── Data to process

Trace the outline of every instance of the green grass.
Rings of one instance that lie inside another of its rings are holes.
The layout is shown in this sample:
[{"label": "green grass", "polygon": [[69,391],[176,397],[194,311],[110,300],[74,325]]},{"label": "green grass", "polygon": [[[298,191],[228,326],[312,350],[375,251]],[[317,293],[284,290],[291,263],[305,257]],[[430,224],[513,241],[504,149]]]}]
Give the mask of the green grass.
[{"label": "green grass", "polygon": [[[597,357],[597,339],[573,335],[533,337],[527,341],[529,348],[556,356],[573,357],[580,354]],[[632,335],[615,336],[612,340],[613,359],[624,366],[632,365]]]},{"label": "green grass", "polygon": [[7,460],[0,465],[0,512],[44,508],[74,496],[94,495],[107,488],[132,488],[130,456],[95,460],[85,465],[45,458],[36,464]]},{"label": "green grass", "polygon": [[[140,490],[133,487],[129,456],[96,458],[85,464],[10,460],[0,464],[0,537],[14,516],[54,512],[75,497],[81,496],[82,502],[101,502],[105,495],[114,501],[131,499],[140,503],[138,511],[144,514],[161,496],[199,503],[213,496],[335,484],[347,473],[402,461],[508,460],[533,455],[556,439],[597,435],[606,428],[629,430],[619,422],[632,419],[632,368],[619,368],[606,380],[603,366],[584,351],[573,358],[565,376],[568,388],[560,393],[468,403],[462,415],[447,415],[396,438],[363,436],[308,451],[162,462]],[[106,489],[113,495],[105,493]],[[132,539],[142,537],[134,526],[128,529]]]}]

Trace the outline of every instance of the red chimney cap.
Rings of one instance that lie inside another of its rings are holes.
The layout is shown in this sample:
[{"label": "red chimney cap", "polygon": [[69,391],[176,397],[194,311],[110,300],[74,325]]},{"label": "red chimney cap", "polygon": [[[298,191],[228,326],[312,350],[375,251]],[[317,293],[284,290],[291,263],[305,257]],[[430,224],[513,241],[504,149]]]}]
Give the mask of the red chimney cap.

────

*Set exercise*. Return every line of the data above verbatim, from the first line to the last.

*Task response*.
Trace the outline of every instance of the green grass.
Rings of one instance that lie inside another of its rings are holes.
The layout is shown in this sample:
[{"label": "green grass", "polygon": [[69,391],[176,397],[194,311],[110,300],[74,325]]},{"label": "green grass", "polygon": [[[298,191],[228,326],[312,350],[375,251]],[[317,293],[284,290],[291,263],[305,257]],[[430,224],[513,241],[504,149]]]}]
Give the mask of the green grass.
[{"label": "green grass", "polygon": [[[597,357],[597,339],[573,335],[533,337],[527,341],[529,348],[556,356],[573,357],[580,354]],[[632,335],[615,336],[612,340],[613,359],[624,366],[632,365]]]},{"label": "green grass", "polygon": [[7,460],[0,465],[0,512],[44,508],[74,496],[94,495],[107,488],[132,488],[130,456],[95,460],[85,465],[45,458],[36,464]]},{"label": "green grass", "polygon": [[[140,490],[133,487],[129,456],[96,458],[85,464],[10,460],[0,464],[0,537],[14,516],[54,512],[75,497],[81,496],[82,502],[101,502],[105,495],[114,501],[131,499],[140,503],[138,511],[144,514],[161,496],[199,503],[213,496],[335,484],[347,473],[402,461],[508,460],[533,455],[556,439],[597,435],[606,428],[629,430],[619,422],[632,419],[632,368],[619,368],[606,380],[603,366],[584,351],[573,358],[565,376],[568,388],[560,393],[468,403],[462,415],[447,415],[396,438],[363,436],[308,451],[162,462]],[[106,489],[113,495],[105,493]],[[132,539],[142,537],[134,526],[128,529]]]}]

Trace the outline of every instance of the red chimney cap.
Rings of one instance that lie inside another of its rings are holes.
The layout is shown in this sample:
[{"label": "red chimney cap", "polygon": [[69,391],[176,397],[194,311],[110,300],[74,325]]},{"label": "red chimney cap", "polygon": [[[298,191],[228,326],[312,350],[375,251]],[[317,293],[284,290],[291,263],[305,257]],[[430,224],[513,241],[504,149]]]}]
Give the mask of the red chimney cap.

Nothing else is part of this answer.